### 実施する課題
(A) 原文によると、実行可能形式を生成するパッケージは何を使わなければなりませんか？
(B) 原文に示されたワークスペースの構成で、末尾にスラッシュが付いている名前はどれですか？すべて挙げてください。

### 原文
________________________

ここまでのステップが終われば、ワークスペースは次のようになっているはずです:
bin/
hello # コマンドの実行可能形式
src/
github.com/user/
hello/
hello.go # コマンドのソース
stringutil/
reverse.go # パッケージのソース
パッケージの名前
Go ソースファイルの最初の文は次の形でなければなりません:
package NAME
ここで NAME は、このパッケージをインポートして使うパッケージがこのパッケージを指し示すために使うデフォルトの名前です (パッケージに含まれる全てのファイルは同じ NAME 持つ必要があります)。
Go の慣習では、パッケージの名前をインポートパスの最後の部分にすることになっています。例えば "crypto/rot13" とインポートされるパッケージの名前は rot13 であるべきです。
実行可能形式を生成するパッケージは package main を使わなければなりません。
あるバイナリにリンクされるパッケージに同じ名前を持つものがあっても構いません。異なる必要があるのはインポートパス (の完全パス) だけです。
Go の命名規則について詳しくは Effective Go を見てください。
テスト
Go は軽量なテストフレームワークを持ちます。このフレームワークは go test コマンドと testing パッケージからなります。
テストは ..._test.go という名前のファイルに TestXXX という名前の関数として書きます。この関数は func (t *testing.T) というシグネチャを持たなければなりません。テストフレームワークはこの形をした関数を全て実行し、t.Error や t.Fail などの関数が呼ばれたらテストが失敗したと判断します。
stringutil パッケージにテストを追加してみましょう。次のコードを書き込んだファイル $GOPATH/src/github.com/user/stringutil/reverse_test.go を作成します:
package stringutil
import "testing"
func TestReverse(t *testing.T) {
cases := []struct {
in, want string
}{
{"Hello, world", "dlrow ,olleH"},
{"Hello, 世界", "界世 ,olleH"},
{"", ""},
}
for _, c := range cases {
got := Reverse(c.in)
if got != c.want {
t.Errorf("Reverse(%q) == %q, want %q", c.in, got, c.want)

________________________

### 提供データ
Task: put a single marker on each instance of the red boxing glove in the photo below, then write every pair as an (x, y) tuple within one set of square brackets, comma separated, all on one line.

________________________

### 課題の解答
(A) package main

(B)
- bin/
- src/
- github.com/user/
- hello/
- stringutil/